Pull out each line of the data that contains the string "jersey", treating uppercase and lowercase letters as different.

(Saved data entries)
-*-

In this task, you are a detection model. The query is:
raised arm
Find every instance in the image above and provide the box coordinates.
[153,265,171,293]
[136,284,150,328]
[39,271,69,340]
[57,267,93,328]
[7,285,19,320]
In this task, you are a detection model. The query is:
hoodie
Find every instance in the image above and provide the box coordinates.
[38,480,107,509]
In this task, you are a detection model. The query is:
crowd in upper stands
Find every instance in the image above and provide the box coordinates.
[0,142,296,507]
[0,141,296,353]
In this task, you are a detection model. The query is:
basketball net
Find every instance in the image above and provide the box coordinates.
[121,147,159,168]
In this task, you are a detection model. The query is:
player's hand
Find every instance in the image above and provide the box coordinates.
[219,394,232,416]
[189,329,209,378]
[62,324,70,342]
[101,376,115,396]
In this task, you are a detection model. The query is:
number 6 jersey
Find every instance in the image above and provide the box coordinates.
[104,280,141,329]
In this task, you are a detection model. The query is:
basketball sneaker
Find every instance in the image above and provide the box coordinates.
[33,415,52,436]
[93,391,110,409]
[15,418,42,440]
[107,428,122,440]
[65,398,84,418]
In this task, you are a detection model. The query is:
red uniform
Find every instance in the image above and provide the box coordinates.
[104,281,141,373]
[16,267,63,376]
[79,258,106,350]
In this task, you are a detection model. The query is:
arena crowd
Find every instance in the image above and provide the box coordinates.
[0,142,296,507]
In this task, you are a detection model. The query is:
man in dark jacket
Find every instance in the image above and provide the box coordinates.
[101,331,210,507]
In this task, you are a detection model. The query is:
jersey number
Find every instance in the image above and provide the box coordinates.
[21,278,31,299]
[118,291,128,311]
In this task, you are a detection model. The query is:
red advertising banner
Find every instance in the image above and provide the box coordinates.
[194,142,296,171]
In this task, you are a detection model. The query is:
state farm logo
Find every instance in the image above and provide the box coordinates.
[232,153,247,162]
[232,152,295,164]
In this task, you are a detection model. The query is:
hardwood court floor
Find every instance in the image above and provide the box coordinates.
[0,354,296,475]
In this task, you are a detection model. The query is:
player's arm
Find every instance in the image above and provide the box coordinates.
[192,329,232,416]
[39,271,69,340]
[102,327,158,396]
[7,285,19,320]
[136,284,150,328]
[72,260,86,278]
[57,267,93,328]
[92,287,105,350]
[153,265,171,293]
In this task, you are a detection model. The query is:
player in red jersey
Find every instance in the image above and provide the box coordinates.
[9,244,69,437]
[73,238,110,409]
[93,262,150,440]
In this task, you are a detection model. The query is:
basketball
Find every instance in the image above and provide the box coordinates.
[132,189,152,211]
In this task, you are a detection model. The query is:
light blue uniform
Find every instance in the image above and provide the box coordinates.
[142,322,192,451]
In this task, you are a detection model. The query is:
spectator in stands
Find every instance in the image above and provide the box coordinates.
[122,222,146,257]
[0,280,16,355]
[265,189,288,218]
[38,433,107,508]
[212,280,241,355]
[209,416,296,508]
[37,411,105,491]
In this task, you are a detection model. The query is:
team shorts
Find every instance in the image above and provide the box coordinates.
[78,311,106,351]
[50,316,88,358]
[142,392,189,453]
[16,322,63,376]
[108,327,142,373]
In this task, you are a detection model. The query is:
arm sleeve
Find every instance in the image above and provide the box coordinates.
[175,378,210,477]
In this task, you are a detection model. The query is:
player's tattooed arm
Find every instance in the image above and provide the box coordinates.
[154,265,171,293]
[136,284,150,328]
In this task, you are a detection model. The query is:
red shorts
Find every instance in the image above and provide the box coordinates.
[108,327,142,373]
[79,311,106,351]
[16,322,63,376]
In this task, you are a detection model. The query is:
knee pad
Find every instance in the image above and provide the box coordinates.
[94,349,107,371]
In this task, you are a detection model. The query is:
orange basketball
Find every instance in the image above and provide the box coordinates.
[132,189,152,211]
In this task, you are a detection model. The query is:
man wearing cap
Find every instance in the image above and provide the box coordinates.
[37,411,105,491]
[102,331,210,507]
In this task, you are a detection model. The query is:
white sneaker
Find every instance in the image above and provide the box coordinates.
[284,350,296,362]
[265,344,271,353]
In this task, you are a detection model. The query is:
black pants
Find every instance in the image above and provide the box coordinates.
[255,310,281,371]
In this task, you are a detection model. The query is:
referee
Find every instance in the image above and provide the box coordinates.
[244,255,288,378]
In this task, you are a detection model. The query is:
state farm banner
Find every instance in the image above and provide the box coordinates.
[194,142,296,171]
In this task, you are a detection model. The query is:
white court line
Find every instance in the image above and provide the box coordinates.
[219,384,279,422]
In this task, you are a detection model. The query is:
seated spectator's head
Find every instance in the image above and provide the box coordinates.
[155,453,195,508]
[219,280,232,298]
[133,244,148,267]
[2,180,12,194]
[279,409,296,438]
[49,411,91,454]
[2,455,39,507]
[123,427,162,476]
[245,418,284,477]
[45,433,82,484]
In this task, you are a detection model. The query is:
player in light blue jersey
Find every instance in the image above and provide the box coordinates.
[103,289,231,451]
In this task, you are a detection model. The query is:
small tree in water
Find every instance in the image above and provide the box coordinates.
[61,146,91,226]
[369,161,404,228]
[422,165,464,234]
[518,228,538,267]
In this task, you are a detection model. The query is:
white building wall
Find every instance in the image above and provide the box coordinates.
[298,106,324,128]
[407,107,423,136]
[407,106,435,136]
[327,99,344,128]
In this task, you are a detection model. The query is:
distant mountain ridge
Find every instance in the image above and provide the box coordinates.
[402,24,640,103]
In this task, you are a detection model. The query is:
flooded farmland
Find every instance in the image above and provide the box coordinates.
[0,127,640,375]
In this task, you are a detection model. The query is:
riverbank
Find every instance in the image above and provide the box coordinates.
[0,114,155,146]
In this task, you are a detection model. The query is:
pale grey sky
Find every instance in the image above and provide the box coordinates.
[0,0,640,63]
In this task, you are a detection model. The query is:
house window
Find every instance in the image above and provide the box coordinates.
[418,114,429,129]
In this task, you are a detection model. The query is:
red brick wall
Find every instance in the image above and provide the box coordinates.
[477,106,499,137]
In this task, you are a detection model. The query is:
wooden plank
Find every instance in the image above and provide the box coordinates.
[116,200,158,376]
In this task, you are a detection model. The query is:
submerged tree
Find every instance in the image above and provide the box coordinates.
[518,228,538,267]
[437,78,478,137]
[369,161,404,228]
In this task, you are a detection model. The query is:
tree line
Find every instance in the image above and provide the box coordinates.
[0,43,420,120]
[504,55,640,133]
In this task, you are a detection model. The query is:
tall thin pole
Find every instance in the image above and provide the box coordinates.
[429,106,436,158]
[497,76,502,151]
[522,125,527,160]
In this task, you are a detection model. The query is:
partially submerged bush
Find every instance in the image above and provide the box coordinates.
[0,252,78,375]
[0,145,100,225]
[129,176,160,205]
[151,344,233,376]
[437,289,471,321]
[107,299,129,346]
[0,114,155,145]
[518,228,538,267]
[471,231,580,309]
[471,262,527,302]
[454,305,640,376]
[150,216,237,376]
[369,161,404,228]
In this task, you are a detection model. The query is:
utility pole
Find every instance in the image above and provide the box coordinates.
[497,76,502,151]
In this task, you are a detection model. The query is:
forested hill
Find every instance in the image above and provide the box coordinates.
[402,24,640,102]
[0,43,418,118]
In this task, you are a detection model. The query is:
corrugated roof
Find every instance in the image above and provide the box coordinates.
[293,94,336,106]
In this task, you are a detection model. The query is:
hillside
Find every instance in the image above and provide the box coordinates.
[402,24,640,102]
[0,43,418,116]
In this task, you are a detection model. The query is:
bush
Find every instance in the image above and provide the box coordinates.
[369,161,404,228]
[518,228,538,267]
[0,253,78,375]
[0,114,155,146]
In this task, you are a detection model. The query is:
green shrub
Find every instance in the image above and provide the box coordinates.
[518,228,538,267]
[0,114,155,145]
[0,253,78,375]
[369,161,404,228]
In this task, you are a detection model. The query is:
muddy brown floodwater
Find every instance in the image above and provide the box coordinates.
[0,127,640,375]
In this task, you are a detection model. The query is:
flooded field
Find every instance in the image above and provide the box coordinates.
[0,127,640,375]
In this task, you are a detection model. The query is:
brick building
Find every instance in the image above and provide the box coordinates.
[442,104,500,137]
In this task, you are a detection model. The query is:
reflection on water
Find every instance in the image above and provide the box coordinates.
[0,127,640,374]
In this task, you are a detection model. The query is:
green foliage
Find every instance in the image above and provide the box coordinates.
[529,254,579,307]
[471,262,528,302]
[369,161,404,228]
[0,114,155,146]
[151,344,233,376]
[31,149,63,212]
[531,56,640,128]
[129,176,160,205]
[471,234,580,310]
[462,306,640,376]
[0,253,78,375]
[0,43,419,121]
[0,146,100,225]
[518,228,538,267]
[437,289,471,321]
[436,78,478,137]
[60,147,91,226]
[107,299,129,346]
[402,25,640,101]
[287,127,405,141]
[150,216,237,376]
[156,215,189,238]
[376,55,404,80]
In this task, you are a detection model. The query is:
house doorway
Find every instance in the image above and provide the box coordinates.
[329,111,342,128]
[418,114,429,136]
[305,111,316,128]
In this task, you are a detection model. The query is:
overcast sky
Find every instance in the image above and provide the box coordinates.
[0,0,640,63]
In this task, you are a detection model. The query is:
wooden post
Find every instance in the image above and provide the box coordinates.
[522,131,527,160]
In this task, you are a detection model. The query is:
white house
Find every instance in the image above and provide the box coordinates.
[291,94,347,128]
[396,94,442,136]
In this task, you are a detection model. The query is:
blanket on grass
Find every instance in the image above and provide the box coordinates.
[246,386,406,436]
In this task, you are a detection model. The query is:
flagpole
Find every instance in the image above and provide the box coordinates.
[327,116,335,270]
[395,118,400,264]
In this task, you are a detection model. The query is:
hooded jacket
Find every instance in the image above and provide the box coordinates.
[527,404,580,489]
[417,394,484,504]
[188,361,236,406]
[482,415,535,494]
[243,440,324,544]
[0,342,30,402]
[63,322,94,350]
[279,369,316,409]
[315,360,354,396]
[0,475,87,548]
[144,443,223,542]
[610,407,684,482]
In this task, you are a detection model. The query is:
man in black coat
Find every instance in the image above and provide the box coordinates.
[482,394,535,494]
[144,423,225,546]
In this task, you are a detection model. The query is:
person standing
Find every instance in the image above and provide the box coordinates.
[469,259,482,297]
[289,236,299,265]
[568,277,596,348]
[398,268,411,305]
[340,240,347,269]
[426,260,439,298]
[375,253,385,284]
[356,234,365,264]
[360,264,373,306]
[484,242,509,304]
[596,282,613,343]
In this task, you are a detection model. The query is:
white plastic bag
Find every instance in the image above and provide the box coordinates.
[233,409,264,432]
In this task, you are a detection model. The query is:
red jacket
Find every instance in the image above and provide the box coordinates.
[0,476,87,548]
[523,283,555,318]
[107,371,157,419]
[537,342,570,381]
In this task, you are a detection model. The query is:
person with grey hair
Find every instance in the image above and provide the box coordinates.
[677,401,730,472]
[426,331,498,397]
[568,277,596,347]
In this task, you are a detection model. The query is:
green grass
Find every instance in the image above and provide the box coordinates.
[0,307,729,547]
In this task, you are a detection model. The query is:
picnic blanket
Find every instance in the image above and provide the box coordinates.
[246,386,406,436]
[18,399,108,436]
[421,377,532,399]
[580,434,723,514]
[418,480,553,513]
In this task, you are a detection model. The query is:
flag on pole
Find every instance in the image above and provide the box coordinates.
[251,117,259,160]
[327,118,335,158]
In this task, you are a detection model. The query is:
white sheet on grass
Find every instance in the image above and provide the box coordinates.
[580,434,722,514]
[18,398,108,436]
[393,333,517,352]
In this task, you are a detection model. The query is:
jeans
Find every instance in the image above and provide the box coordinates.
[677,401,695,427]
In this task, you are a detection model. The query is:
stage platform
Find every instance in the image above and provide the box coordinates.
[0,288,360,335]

-*-

__Task output__:
number 6 jersey
jersey number
player in red jersey
player in light blue jersey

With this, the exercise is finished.